Record extracts

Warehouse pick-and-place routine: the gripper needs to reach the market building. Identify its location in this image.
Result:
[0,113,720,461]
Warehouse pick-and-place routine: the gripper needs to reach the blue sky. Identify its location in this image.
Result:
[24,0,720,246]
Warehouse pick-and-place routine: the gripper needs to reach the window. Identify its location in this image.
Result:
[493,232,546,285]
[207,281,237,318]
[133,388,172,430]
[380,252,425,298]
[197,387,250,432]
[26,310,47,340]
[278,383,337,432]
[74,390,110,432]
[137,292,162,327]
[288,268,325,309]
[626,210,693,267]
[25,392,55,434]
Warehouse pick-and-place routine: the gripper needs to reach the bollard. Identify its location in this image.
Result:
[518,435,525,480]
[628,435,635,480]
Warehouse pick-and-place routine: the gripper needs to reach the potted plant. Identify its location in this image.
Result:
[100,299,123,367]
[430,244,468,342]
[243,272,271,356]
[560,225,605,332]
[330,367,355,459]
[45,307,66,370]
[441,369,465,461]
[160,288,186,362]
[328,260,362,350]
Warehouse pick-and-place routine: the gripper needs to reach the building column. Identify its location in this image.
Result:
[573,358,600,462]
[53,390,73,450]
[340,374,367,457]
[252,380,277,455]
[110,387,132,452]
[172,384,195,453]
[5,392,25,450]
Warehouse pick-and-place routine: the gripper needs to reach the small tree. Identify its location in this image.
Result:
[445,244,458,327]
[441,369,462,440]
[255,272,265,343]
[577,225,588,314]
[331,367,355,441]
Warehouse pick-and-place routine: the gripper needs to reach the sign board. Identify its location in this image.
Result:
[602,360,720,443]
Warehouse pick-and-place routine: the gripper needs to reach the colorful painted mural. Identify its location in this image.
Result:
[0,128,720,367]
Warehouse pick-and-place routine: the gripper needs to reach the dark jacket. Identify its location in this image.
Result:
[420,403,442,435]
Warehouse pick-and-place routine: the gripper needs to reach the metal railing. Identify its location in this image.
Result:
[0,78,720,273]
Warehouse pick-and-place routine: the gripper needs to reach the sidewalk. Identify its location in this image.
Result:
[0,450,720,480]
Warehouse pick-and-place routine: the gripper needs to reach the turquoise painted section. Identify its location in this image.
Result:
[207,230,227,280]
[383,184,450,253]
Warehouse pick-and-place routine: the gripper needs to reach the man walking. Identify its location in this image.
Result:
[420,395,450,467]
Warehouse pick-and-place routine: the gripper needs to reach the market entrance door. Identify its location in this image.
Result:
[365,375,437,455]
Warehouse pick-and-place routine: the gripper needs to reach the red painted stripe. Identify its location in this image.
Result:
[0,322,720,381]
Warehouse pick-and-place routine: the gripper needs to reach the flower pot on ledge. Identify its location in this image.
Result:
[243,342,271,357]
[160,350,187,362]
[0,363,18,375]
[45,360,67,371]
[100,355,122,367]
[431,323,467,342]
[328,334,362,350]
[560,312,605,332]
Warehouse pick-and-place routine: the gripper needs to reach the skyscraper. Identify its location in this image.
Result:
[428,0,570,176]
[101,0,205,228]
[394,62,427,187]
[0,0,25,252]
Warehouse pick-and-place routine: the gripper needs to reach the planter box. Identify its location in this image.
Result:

Objective
Copy out the lines between the one holding "bollard. Identify its location in this image." and the one holding "[328,260,362,350]", inclusive, keeping every line in place. Raise each bounding-box coordinate in the results by 136, and leave all other text as it stands.

Output for this exercise
Warehouse pick-and-place routine: the gripper needs to reach the bollard. Identify its location in this image.
Result:
[654,571,661,616]
[764,571,771,616]
Warehouse pick-and-place routine: the gripper needs to reach the potted plant. Identify its location in this image.
Result:
[236,435,259,503]
[566,380,604,478]
[379,408,407,492]
[696,361,741,468]
[466,503,491,595]
[181,443,202,506]
[577,505,601,597]
[296,424,322,498]
[464,396,498,486]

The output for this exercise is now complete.